== Task objective ==
Output only the lines that run from the line holding "If you would be so kind as to spot the house" to the end of the data below, including both ends, without any pictures.

* * * * *

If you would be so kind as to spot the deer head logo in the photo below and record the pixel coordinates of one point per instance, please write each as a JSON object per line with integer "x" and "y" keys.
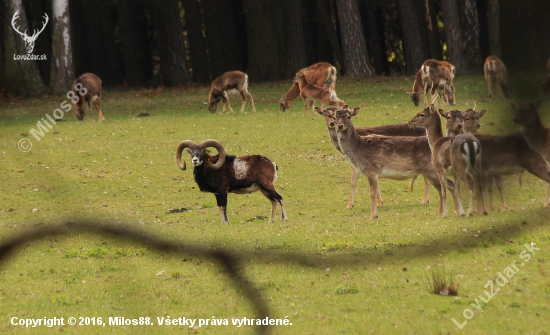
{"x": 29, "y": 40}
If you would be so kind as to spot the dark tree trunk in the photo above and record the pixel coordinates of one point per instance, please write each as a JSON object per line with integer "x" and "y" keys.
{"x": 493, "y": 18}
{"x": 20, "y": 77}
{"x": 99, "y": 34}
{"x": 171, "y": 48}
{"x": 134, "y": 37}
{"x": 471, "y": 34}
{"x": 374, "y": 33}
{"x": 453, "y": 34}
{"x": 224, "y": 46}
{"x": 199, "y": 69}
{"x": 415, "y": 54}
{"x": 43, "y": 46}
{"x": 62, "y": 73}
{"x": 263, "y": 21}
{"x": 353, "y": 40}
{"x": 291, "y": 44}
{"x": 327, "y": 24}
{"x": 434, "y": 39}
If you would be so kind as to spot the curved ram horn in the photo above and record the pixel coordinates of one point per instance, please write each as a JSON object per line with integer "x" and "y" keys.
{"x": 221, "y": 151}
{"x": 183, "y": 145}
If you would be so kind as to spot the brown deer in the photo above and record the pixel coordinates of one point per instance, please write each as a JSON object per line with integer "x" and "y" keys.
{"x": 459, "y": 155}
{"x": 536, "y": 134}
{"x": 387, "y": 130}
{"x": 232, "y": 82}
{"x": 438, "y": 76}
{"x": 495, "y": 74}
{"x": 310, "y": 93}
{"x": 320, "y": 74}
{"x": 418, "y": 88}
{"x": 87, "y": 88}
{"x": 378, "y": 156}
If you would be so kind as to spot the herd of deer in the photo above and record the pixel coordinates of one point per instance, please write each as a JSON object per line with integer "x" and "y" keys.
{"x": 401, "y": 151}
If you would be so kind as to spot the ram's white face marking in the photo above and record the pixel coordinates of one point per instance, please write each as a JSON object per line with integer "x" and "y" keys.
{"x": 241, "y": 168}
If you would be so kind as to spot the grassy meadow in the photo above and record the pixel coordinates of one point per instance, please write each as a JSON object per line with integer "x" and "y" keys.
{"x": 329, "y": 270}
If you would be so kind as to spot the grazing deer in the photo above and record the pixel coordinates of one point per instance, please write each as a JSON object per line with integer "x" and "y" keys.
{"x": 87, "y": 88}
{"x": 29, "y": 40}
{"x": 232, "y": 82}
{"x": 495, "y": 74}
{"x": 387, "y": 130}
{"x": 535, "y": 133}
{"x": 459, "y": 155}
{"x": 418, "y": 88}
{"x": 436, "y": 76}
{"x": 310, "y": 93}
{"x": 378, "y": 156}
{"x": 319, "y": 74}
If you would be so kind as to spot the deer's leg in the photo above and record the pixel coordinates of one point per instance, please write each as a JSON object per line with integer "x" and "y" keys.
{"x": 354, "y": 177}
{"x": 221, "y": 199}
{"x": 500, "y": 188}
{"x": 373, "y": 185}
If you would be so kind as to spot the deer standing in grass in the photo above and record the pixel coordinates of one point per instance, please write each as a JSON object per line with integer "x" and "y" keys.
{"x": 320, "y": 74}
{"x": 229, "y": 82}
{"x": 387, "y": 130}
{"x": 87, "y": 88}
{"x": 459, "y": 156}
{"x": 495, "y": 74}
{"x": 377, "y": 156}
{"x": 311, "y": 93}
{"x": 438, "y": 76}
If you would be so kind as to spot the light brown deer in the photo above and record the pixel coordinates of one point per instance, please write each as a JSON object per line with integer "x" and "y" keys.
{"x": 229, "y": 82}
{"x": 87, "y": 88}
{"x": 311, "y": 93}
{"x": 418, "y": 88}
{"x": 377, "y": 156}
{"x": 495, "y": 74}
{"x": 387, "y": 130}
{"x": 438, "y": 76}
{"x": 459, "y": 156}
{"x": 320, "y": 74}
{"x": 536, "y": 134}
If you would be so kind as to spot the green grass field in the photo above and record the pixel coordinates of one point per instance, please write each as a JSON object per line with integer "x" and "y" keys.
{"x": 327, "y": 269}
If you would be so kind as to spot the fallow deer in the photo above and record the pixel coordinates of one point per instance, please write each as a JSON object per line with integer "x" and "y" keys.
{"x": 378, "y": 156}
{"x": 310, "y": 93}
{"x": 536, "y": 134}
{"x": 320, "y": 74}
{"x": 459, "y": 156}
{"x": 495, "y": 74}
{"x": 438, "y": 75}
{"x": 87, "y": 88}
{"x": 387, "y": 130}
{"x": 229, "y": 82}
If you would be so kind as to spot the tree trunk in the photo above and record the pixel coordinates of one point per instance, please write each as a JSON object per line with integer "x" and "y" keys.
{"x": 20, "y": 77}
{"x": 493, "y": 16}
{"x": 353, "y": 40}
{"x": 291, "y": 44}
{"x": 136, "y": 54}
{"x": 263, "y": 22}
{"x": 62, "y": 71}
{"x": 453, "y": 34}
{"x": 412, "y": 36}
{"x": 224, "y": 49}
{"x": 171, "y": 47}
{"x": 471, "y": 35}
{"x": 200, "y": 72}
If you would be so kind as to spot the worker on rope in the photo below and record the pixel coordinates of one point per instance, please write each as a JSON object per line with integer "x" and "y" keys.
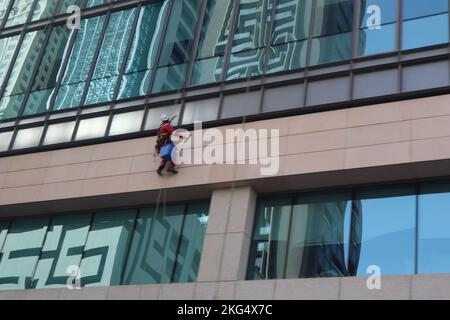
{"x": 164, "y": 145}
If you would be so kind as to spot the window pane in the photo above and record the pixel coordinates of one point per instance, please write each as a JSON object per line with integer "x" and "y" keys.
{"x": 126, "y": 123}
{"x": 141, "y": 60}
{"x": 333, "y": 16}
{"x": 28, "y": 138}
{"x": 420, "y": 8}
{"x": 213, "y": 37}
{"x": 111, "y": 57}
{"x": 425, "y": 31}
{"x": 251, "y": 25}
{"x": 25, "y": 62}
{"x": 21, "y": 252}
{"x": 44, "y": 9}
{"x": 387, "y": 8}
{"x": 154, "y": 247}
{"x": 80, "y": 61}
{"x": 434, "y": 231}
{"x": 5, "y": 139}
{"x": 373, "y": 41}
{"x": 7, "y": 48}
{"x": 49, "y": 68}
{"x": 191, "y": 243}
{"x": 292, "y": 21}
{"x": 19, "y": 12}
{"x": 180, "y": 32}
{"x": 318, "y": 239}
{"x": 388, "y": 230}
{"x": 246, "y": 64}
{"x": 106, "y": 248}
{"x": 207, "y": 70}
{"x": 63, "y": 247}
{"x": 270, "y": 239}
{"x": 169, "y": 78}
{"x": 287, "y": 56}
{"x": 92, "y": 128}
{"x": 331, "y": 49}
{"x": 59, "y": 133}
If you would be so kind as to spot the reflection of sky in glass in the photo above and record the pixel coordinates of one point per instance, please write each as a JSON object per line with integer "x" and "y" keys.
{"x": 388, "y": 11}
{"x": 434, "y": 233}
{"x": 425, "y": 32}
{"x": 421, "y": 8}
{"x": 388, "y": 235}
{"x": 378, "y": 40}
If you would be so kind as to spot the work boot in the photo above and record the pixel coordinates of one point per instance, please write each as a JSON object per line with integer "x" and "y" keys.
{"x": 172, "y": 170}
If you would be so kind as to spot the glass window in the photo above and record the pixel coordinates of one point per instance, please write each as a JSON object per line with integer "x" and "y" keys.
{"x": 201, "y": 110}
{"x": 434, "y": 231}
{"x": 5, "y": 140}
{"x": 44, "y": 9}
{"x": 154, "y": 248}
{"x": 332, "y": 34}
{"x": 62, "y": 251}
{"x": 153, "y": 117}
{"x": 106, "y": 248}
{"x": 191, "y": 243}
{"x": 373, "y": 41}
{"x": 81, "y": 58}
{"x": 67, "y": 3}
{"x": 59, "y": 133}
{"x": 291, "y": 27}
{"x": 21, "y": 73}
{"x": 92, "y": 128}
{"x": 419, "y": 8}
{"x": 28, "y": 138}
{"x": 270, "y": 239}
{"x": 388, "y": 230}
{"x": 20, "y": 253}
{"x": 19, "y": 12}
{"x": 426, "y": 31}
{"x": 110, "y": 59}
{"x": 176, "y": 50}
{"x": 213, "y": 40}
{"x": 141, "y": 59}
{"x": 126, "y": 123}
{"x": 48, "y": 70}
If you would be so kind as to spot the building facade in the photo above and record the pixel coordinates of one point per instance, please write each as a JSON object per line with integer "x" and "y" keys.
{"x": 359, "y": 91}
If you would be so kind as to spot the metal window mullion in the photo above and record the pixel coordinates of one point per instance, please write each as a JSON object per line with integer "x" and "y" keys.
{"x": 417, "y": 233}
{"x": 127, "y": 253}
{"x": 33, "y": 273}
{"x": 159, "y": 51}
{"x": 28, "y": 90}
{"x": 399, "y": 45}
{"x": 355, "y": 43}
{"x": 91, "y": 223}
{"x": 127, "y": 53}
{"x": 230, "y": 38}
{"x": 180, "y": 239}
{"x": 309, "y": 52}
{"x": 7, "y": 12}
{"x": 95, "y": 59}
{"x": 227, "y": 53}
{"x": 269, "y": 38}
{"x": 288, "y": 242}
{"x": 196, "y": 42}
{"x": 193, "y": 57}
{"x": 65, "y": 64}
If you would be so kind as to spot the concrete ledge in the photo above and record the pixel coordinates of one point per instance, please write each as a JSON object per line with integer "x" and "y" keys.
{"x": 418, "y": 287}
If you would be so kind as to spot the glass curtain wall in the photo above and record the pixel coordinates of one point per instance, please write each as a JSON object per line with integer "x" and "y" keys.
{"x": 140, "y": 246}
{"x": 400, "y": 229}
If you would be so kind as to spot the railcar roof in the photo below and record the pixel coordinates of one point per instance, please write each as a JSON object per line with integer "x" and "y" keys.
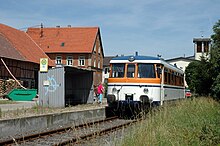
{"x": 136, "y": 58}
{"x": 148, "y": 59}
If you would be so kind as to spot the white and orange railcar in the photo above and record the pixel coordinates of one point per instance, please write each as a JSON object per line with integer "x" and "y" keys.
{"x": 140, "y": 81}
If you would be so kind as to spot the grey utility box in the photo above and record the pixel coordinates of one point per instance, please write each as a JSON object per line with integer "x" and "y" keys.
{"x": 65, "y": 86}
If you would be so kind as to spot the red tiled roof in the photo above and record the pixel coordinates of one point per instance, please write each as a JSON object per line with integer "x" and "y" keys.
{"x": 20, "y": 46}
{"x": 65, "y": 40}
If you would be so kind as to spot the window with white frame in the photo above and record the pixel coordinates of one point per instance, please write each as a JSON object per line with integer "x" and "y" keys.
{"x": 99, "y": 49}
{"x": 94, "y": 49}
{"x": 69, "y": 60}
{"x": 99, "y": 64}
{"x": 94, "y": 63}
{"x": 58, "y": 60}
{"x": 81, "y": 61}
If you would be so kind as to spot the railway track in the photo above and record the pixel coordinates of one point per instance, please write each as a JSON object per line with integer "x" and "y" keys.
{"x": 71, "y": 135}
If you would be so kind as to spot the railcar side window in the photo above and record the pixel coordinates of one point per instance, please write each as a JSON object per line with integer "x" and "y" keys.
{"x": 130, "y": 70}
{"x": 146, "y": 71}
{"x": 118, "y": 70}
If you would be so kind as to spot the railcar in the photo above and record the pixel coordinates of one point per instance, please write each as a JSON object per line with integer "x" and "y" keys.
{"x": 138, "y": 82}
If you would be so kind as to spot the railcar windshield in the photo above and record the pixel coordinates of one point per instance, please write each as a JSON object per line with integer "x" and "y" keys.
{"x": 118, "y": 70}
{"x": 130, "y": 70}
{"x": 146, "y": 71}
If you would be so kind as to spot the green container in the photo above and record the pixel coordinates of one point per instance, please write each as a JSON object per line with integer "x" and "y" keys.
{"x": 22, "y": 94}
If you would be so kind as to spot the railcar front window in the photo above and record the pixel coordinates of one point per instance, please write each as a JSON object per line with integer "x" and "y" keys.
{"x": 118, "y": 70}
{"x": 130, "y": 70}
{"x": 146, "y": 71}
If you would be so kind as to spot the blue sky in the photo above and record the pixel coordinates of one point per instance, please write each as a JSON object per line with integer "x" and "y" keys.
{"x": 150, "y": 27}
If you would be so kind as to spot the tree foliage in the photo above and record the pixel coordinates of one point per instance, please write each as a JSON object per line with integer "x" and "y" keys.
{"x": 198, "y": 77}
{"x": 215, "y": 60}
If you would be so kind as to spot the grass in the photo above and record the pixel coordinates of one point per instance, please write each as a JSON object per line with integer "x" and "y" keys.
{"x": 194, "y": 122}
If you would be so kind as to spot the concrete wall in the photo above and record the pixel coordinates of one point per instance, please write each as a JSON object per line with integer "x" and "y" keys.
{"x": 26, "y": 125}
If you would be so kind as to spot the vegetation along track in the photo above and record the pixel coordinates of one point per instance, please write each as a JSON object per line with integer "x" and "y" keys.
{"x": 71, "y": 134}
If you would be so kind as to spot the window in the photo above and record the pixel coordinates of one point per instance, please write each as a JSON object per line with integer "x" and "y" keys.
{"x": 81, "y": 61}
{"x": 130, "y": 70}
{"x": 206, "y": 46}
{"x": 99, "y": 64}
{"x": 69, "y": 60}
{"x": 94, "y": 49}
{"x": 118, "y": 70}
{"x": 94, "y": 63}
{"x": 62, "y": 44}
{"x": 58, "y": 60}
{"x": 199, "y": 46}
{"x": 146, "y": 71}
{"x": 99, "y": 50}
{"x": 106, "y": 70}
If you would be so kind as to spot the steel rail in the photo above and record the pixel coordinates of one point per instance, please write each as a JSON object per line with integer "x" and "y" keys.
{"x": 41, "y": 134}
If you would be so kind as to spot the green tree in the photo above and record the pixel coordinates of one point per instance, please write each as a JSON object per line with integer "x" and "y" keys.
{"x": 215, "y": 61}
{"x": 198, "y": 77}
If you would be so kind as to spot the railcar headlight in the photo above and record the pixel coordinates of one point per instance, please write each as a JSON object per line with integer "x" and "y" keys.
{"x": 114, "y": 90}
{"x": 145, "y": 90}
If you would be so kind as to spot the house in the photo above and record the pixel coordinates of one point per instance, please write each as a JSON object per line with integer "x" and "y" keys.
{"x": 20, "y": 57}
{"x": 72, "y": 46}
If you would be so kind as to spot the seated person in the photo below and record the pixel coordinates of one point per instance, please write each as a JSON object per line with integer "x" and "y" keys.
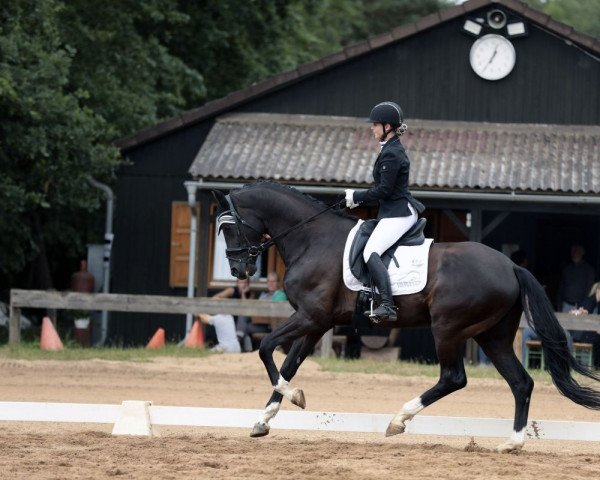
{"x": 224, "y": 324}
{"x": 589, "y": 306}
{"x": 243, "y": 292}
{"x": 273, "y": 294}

* * * * *

== Exercise result ==
If you would be so kind as to spot the house in the photo above and record the pixel coordinates of one point per instance, please write each as a JSON object per line with integer "x" and "y" keys.
{"x": 20, "y": 57}
{"x": 72, "y": 46}
If you would be so kind as to spot the seated person in the photo below and record the pixel coordinates of one point per instance, please write each as a JSON object per line with integer "x" and "y" keys.
{"x": 224, "y": 324}
{"x": 589, "y": 306}
{"x": 243, "y": 292}
{"x": 273, "y": 294}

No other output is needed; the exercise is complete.